**REQUIRED WORK**
Reproduce each line of the material precisely.

**DATA EXCERPTS**
Content starts
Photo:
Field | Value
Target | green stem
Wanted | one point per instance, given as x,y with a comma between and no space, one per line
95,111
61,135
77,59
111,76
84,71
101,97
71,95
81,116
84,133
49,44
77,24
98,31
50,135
Content ends
**TASK SOLUTION**
Photo:
Field | Value
Target | green stem
Wanted | one point per instance, given as x,y with a comma between and no space, one per line
95,111
61,135
77,59
111,76
84,71
101,97
71,95
81,116
84,133
49,44
77,24
98,31
50,135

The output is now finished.